Written task: Return each line in the records below that contains the word "wooden", copied unchanged.

[Saved data entries]

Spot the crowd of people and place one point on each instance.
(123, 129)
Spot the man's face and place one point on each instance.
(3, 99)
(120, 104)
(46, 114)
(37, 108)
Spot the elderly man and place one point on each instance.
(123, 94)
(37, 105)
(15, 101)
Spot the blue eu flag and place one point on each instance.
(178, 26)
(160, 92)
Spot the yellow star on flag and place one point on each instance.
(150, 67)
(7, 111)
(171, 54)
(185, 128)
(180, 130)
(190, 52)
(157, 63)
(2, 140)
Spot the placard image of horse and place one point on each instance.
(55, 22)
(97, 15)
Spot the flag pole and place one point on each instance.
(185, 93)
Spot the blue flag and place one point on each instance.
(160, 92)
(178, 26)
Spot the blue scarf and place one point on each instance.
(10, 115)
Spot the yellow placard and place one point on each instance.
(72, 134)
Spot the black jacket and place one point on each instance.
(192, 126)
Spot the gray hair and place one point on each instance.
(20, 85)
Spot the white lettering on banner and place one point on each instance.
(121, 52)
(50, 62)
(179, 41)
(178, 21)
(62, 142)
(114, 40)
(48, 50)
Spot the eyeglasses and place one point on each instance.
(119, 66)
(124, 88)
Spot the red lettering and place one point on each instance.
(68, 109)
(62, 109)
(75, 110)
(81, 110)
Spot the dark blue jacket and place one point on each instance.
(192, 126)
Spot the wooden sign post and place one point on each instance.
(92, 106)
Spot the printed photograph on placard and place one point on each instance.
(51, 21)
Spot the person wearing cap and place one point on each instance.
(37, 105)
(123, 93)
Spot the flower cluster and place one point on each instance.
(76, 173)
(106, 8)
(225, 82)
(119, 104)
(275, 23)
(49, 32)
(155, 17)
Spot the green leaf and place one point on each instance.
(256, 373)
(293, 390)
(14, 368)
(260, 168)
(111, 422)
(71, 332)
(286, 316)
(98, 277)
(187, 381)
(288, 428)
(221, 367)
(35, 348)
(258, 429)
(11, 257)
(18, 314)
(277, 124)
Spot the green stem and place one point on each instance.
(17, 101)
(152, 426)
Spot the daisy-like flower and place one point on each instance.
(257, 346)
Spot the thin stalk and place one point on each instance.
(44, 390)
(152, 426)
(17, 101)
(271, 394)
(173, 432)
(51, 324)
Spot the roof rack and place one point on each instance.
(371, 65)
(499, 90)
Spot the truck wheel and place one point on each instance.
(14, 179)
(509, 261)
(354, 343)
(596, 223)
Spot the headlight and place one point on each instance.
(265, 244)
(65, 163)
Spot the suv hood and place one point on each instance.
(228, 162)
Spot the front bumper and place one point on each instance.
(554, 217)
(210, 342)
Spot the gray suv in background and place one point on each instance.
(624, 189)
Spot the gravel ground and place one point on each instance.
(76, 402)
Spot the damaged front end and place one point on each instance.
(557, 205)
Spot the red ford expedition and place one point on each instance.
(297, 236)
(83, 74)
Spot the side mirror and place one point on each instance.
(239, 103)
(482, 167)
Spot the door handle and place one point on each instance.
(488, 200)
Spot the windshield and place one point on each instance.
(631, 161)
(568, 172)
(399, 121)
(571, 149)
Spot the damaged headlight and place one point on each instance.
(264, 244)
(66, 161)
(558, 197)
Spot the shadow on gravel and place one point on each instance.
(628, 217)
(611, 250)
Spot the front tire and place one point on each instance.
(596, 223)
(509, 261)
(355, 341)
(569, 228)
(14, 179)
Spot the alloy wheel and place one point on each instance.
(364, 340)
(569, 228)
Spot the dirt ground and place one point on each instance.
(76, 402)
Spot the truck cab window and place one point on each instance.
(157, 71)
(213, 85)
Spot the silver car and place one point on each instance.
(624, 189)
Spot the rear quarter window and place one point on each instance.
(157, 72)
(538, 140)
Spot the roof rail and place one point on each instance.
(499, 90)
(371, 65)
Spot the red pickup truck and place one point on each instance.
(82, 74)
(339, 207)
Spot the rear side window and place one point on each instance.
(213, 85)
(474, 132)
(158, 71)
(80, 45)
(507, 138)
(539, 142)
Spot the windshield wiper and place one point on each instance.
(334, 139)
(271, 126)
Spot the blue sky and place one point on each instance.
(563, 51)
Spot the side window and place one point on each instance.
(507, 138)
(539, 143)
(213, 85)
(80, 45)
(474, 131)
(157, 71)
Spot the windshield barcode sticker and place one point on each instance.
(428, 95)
* * *
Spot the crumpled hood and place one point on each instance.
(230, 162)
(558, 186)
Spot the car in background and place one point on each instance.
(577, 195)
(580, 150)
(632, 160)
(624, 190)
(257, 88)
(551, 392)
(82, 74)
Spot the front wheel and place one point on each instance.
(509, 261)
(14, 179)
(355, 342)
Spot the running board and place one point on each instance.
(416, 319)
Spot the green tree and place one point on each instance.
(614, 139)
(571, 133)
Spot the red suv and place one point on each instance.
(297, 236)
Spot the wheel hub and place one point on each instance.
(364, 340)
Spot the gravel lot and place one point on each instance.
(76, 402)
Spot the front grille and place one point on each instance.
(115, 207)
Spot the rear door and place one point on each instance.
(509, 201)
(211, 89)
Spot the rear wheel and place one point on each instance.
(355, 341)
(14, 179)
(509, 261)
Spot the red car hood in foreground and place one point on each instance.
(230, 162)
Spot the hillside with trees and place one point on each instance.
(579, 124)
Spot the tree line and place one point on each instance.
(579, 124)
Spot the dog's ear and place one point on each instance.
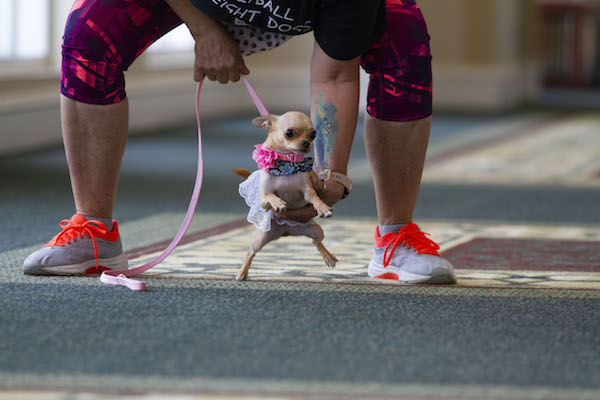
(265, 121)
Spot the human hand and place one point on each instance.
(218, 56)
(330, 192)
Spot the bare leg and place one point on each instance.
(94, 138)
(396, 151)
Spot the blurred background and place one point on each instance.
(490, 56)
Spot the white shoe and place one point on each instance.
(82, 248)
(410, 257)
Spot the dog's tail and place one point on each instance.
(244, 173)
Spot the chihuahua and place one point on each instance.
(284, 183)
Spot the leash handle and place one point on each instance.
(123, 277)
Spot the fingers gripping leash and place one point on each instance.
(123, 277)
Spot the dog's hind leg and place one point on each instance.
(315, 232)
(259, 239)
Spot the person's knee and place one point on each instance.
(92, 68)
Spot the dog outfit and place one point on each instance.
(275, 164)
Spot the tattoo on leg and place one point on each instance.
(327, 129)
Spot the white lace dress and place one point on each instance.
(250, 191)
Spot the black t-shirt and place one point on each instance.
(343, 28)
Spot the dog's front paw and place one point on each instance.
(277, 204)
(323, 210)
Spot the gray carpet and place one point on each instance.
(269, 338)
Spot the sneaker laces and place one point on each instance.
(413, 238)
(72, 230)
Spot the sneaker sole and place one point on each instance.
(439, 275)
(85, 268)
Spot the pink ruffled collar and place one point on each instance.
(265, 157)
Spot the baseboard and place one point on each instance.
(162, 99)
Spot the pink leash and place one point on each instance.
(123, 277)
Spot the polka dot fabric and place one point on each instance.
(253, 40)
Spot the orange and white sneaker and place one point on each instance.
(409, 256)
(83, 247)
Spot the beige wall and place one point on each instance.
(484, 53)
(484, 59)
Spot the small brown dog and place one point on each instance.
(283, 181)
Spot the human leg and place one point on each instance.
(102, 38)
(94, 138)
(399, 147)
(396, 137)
---
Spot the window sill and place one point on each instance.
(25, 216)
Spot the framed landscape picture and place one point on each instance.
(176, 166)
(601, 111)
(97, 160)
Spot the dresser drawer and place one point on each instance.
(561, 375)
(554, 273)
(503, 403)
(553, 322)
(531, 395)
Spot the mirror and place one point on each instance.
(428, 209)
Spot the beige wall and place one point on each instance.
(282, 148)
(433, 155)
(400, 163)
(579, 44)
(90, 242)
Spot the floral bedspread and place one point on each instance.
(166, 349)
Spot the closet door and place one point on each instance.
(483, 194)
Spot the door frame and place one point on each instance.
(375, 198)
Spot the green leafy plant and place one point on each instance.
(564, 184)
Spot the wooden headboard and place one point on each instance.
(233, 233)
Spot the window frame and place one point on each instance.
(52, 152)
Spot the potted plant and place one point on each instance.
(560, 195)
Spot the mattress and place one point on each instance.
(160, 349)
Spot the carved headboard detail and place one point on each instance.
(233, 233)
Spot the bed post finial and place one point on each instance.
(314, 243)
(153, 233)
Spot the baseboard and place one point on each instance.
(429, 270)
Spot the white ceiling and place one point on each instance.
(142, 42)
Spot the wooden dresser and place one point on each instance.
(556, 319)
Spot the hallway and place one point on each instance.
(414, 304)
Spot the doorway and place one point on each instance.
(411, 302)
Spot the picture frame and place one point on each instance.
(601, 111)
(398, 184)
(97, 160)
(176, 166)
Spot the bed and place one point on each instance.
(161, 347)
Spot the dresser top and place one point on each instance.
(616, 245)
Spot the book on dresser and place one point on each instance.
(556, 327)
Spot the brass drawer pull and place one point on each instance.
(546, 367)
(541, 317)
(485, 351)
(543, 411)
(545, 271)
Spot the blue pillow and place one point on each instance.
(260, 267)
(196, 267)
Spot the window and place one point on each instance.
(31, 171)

Result of this task:
Spot the wooden sign post and place one point on each instance.
Spot the wooden headboard and place one point on each instance.
Spot the wooden dresser and place one point on each instance.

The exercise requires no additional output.